WORK ITEM:
Exact copies of all records below are needed.

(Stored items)
----------
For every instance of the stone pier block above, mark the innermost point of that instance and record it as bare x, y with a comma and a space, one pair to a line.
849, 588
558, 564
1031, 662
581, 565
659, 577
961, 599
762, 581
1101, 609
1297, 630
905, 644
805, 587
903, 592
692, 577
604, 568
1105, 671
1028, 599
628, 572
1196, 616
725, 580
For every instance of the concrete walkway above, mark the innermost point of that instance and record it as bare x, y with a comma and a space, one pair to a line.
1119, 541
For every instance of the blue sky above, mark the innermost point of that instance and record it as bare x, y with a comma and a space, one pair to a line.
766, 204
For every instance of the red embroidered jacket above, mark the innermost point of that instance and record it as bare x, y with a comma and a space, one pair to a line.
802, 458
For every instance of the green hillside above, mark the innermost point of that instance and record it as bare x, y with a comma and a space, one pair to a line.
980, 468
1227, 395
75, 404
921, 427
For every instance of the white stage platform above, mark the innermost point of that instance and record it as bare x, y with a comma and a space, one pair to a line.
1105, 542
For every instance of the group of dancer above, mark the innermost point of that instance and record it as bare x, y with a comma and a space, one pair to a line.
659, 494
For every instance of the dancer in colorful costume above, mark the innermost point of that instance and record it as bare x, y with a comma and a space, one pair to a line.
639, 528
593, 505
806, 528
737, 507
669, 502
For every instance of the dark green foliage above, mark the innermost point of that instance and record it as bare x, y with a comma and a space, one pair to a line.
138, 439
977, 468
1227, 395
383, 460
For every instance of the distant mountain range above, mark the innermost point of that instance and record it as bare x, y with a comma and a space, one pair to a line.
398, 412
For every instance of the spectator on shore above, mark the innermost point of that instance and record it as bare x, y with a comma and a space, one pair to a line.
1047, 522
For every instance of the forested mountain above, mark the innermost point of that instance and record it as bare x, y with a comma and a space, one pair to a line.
----------
EXERCISE OUTPUT:
For every instance of the stone pier block above, mark the innermost point of that instance and record it as bare x, y with a comma and a space, one pair to a line.
849, 588
558, 564
1031, 662
581, 565
659, 577
961, 599
762, 581
1101, 609
1297, 630
905, 644
805, 587
903, 592
692, 577
604, 568
1105, 671
1028, 599
628, 572
1196, 616
725, 580
For every instance of the concrete walkway above, mark the innermost point of that instance and record it as bare x, y with a comma and a space, one pair to a line.
1119, 541
For every instance of the blue sky above, mark the innermost point of that instance and record it as bare x, y with a comma and a space, one pair to a line.
766, 204
For every instance of the red embroidered jacket above, mark the innermost point of that instance and record it as bare x, y with a comma and a space, one pair to a line.
802, 458
For every instance of the green hillside above, mark the innermost point of that instance and record it as bare x, y with a comma and a space, one pair to a line.
980, 468
1227, 395
75, 404
921, 427
For every instance of the white stage platform above, mark the innermost point of that instance and record it as bare x, y with a comma and a space, one pair to a line.
1105, 542
For every instance of the group of dancer above, mark the innermost point of that instance and record it as bare x, y with a comma and a space, one pair to a line.
659, 494
For every instance of the dancer in colorful costume above, mark the innermost point of that instance and record it as bare x, y with a comma and a space, one pair to a line.
639, 528
593, 505
806, 528
737, 507
669, 502
For every instance of the dark green foliage above, mark the innermost point of that instance and record it as bare x, y with a comma and a space, one pair to a line.
138, 439
977, 468
1227, 395
383, 460
For every instance of the distant mountain range above, mark the innermost point of that instance and record it as bare x, y with a comma and a space, one pair to a line.
398, 412
For every instance of the spectator on shore above, mark the innermost point of that instance and record it as bare x, y with a comma and a space, one pair to a line.
1047, 522
For every instance of the forested mountain above, mark the innermost point of that instance and record it as bare x, y with a comma and a space, one pair to a line.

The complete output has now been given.